Activity: Write out, exactly as they stand, the line containing "Keypoint placement: for each instance of the smile, put" and all subsequent lines up to and including the final line of the records.
····················
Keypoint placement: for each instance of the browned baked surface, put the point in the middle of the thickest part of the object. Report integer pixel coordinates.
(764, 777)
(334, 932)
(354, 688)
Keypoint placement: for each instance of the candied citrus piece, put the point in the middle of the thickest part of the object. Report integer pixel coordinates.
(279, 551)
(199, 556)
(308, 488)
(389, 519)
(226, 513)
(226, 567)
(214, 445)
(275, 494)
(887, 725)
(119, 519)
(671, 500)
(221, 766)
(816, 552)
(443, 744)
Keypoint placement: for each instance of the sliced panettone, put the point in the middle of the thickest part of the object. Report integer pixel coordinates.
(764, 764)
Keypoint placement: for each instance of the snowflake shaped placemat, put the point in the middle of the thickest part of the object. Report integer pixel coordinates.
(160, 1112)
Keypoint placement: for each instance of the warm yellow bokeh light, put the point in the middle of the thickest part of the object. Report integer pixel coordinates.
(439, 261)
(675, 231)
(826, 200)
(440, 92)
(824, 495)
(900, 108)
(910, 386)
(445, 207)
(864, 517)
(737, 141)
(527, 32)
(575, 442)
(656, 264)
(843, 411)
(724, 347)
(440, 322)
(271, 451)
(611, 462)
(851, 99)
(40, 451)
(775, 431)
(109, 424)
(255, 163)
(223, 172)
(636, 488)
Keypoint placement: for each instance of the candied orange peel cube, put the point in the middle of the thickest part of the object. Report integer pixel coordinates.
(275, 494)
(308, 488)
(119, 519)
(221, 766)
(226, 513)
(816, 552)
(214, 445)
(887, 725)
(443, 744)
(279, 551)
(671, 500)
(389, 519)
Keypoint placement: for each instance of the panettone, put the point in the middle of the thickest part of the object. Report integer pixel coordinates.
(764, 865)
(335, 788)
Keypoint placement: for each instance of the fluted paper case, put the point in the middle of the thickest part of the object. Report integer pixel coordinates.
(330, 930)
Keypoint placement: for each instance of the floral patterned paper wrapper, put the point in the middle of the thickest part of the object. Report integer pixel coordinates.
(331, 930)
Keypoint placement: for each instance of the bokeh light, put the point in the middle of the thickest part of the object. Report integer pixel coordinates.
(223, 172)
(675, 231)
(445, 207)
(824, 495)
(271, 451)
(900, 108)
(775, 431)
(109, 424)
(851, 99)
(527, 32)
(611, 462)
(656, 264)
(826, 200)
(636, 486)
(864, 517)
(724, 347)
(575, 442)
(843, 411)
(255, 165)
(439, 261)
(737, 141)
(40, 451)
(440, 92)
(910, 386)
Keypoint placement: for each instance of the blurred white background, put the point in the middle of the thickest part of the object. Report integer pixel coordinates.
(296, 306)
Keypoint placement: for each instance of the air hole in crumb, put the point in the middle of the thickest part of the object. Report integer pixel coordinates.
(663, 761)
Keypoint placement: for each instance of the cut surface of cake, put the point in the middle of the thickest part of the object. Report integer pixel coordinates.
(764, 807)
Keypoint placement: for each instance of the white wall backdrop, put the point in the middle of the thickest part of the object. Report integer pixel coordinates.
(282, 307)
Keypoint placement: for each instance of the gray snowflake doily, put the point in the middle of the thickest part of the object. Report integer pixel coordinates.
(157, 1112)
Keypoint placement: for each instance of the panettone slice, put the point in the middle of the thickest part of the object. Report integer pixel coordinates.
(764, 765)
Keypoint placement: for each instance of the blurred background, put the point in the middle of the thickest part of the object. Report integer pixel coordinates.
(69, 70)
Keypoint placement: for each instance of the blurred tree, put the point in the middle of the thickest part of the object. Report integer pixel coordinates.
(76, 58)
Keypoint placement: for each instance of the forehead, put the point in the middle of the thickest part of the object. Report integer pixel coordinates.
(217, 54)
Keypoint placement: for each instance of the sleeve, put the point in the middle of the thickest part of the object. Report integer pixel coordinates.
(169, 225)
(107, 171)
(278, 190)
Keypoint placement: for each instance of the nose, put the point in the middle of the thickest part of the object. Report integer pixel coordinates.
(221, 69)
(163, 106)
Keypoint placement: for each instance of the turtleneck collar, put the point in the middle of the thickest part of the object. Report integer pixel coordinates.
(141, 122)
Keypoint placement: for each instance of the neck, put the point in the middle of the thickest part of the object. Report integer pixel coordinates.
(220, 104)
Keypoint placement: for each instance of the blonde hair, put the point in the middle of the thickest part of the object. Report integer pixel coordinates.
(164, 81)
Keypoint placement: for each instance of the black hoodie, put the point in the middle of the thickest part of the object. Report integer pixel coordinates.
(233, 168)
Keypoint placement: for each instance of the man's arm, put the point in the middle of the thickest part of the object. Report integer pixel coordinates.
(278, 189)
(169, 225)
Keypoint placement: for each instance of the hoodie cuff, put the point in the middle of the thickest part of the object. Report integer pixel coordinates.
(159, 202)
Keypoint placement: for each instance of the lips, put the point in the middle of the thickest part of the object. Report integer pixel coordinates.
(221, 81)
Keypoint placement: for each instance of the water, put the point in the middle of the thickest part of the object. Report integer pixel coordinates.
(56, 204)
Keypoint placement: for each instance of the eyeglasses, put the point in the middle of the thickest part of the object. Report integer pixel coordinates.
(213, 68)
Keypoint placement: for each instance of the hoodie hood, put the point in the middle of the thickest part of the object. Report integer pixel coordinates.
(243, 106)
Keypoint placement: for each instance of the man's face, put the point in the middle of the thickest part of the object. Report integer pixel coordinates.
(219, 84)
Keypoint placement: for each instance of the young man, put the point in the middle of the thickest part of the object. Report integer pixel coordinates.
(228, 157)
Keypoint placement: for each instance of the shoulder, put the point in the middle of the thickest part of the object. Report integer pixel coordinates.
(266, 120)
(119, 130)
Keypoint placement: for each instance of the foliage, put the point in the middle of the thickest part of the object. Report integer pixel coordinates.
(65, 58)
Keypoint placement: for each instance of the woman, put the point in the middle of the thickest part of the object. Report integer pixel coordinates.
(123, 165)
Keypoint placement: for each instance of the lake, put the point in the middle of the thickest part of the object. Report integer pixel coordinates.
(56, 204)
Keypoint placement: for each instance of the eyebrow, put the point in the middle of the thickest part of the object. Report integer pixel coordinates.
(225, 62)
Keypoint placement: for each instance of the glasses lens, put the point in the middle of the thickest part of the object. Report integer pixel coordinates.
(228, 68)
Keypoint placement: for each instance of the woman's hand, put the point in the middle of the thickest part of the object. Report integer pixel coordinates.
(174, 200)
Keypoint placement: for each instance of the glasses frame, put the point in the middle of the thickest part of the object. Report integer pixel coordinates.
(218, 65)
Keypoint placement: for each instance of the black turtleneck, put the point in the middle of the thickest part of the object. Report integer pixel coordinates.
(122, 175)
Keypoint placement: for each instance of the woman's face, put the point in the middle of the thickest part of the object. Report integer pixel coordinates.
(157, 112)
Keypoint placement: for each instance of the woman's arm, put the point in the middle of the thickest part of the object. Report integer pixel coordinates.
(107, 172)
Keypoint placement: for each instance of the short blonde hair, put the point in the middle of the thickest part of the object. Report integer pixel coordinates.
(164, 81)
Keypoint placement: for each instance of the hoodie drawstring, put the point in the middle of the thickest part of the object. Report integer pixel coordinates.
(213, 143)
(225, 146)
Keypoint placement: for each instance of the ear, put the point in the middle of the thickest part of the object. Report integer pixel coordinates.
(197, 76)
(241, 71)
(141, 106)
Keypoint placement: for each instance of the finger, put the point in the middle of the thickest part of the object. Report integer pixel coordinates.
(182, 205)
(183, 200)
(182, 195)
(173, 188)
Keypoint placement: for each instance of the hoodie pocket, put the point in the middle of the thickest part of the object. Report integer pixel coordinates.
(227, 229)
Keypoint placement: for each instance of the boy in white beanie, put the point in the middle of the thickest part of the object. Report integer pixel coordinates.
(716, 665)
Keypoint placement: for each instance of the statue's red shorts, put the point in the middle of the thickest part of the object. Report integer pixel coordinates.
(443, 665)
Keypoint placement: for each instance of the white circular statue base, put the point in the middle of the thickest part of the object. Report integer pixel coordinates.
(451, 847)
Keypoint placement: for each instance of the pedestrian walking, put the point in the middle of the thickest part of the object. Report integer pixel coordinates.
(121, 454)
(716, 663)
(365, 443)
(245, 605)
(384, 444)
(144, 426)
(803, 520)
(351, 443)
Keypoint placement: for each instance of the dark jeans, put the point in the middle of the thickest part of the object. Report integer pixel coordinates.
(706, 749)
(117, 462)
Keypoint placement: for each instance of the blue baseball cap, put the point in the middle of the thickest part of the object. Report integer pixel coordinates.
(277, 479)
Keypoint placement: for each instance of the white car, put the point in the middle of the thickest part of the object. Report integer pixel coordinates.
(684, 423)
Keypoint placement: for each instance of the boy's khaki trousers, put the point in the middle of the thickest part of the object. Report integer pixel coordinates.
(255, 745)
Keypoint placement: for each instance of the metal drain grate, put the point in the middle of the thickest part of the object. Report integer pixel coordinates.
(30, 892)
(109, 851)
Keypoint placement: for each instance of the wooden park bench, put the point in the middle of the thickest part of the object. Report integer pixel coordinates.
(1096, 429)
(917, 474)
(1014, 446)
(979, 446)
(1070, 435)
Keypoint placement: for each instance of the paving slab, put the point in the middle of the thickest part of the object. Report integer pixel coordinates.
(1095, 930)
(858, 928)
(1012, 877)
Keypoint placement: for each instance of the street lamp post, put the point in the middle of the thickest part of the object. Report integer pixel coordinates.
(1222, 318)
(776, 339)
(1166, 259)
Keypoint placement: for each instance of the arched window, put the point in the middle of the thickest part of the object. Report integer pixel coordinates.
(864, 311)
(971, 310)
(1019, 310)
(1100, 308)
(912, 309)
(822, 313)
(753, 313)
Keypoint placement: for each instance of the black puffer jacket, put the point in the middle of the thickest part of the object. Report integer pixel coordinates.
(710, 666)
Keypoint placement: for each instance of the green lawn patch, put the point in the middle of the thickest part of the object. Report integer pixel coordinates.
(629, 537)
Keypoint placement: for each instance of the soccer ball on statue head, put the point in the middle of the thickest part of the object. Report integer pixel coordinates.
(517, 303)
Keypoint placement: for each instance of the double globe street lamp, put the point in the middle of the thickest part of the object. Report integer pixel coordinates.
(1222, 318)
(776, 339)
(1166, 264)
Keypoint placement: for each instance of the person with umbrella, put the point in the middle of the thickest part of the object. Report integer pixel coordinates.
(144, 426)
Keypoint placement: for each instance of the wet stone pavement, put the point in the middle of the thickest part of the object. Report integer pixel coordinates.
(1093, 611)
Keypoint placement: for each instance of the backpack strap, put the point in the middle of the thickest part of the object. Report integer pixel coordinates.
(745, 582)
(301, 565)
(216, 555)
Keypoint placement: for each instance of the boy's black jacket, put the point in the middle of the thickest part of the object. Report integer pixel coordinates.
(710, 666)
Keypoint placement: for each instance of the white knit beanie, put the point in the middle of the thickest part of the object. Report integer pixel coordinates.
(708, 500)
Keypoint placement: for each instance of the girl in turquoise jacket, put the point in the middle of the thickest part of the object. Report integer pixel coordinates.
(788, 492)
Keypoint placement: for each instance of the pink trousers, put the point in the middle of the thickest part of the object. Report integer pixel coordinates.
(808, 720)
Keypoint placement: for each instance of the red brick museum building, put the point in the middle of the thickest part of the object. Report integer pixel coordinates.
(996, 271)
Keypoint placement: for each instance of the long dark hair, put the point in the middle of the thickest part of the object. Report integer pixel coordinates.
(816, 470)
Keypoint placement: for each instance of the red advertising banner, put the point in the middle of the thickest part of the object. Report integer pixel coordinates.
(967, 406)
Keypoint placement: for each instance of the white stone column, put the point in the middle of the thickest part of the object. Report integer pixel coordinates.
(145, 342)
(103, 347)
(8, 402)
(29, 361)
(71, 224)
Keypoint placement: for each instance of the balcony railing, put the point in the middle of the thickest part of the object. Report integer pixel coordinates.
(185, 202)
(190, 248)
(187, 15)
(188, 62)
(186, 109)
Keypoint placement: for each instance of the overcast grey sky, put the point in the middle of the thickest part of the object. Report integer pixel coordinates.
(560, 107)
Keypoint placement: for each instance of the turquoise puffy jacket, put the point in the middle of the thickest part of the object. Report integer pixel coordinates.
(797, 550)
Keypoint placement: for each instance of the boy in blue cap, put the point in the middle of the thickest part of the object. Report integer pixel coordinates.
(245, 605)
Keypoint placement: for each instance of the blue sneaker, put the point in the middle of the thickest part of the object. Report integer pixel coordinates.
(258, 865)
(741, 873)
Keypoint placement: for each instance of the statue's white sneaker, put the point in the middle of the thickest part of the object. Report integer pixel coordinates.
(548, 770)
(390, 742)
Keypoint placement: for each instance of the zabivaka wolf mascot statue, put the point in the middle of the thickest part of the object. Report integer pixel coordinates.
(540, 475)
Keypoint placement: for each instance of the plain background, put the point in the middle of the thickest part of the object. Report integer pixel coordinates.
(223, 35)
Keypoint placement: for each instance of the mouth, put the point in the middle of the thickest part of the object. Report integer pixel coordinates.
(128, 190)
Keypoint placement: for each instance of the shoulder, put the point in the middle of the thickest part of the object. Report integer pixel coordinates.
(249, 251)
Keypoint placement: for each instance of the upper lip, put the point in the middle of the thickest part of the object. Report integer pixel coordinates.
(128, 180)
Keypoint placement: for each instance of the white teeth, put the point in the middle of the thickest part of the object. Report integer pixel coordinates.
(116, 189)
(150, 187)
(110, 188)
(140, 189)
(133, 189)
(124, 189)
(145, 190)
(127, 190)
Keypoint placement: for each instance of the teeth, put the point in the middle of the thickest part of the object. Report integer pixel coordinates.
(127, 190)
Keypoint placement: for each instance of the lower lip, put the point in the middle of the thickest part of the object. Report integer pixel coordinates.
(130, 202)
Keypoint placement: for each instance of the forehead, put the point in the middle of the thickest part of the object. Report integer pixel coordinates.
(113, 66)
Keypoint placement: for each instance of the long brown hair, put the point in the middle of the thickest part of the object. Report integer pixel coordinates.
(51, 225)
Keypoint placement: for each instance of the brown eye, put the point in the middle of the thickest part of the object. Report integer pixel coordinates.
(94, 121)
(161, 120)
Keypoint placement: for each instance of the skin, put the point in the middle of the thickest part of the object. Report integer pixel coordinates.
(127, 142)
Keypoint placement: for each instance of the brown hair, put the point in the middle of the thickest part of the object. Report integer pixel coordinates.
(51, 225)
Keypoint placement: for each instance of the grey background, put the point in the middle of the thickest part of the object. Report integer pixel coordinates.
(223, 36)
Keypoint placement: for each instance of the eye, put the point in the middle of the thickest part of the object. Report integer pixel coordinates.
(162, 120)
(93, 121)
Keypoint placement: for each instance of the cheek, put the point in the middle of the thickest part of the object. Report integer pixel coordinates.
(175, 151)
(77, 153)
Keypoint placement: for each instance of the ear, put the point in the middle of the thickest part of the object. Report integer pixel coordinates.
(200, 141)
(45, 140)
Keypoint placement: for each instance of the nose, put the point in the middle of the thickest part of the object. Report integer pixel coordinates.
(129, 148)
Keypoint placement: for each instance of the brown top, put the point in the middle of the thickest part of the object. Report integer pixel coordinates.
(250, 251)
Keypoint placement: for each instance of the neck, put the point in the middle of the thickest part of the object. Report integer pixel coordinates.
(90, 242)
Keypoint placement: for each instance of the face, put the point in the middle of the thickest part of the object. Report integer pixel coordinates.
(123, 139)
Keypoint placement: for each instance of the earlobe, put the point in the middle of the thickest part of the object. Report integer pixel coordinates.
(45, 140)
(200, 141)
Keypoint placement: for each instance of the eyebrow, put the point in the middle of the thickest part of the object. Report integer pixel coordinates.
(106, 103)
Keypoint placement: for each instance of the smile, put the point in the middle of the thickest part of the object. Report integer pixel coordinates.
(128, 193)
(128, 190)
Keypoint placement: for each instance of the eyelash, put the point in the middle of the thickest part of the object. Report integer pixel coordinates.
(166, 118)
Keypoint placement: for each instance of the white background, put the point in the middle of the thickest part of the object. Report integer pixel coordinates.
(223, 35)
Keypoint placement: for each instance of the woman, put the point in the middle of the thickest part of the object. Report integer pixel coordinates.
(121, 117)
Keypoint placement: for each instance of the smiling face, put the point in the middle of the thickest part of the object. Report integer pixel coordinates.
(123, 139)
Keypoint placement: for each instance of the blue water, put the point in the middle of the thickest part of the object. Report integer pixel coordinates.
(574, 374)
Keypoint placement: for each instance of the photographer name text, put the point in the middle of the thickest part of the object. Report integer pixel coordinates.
····················
Answer area:
Keypoint placement: for each instance of the smile, put the point in the middle of the thickest part of the object. Report integer pixel coordinates.
(128, 193)
(128, 190)
Keypoint placement: for each instance of the eyelash, put the point in the middle of the thickest part of the object. Report integer pixel coordinates.
(166, 118)
Keypoint placement: for each instance of the white background, put the point in the middle of the thickest part of the object. Report integer pixel coordinates.
(223, 35)
Keypoint placement: for each instance of the woman, put the point in the middle of the thickest part of the object. Report integer pixel coordinates.
(121, 117)
Keypoint placement: for each instance of the smiling face, put the point in the middle of the thickest part of the object. Report integer pixel coordinates.
(123, 139)
Keypoint placement: for each instance of the blue water, put the point in the middle of the thickest part of the object. Report integer pixel coordinates.
(574, 374)
Keypoint placement: for each instance of the photographer name text, put the point in the middle of the thickest part of the object. Report integer pixel coordinates.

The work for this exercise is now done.